(Records contained in a dataset)
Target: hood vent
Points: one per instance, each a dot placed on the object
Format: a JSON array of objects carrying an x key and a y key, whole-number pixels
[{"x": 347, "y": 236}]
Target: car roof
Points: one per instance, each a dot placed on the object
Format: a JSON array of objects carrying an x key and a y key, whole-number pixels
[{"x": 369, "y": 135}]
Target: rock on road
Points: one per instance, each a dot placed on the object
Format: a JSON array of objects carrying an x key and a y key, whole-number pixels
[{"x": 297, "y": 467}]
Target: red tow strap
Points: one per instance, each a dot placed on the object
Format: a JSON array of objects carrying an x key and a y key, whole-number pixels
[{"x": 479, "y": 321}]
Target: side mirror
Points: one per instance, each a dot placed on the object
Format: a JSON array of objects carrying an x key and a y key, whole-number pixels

--

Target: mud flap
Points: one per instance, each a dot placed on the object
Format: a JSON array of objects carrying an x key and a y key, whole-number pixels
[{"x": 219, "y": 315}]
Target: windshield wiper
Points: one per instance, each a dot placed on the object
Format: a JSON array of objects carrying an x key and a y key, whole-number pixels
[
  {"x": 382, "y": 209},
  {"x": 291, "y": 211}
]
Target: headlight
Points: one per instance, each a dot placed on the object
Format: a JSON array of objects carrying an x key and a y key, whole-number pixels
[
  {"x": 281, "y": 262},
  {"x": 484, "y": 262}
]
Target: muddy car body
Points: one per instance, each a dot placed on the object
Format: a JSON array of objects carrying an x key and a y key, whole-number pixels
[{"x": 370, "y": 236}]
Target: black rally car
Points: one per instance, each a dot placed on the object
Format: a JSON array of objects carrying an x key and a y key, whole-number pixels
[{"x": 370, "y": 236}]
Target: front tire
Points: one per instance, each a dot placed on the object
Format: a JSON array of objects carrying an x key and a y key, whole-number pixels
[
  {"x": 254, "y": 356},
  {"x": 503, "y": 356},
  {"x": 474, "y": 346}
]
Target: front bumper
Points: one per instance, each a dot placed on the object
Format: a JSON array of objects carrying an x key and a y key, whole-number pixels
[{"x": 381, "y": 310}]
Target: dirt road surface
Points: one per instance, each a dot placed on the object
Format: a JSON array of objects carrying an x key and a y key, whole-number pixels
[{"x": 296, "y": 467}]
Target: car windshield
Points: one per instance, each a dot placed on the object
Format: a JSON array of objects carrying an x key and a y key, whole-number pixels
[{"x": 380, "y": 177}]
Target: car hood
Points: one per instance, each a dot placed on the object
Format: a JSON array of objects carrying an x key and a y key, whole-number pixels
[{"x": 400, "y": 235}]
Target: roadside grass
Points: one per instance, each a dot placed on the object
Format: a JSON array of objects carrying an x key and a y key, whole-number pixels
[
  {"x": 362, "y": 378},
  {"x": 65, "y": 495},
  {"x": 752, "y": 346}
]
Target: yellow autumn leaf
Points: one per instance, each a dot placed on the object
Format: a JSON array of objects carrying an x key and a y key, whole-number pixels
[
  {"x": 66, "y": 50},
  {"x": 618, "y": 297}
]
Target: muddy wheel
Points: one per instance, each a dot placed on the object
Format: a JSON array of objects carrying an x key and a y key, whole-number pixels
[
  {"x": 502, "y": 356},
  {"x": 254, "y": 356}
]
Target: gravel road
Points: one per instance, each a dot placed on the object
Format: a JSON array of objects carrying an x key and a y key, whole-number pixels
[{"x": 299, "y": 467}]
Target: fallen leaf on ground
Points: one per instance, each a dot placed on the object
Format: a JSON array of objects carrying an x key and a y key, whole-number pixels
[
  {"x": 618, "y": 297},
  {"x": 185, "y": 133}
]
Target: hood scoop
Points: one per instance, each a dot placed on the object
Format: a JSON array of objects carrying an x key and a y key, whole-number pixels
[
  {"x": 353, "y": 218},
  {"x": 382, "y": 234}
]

[Prompt] Report every line of the data above that contains the string "hood" by copying it in full.

[Result of the exercise]
Target: hood vent
Target: car hood
Target: hood scoop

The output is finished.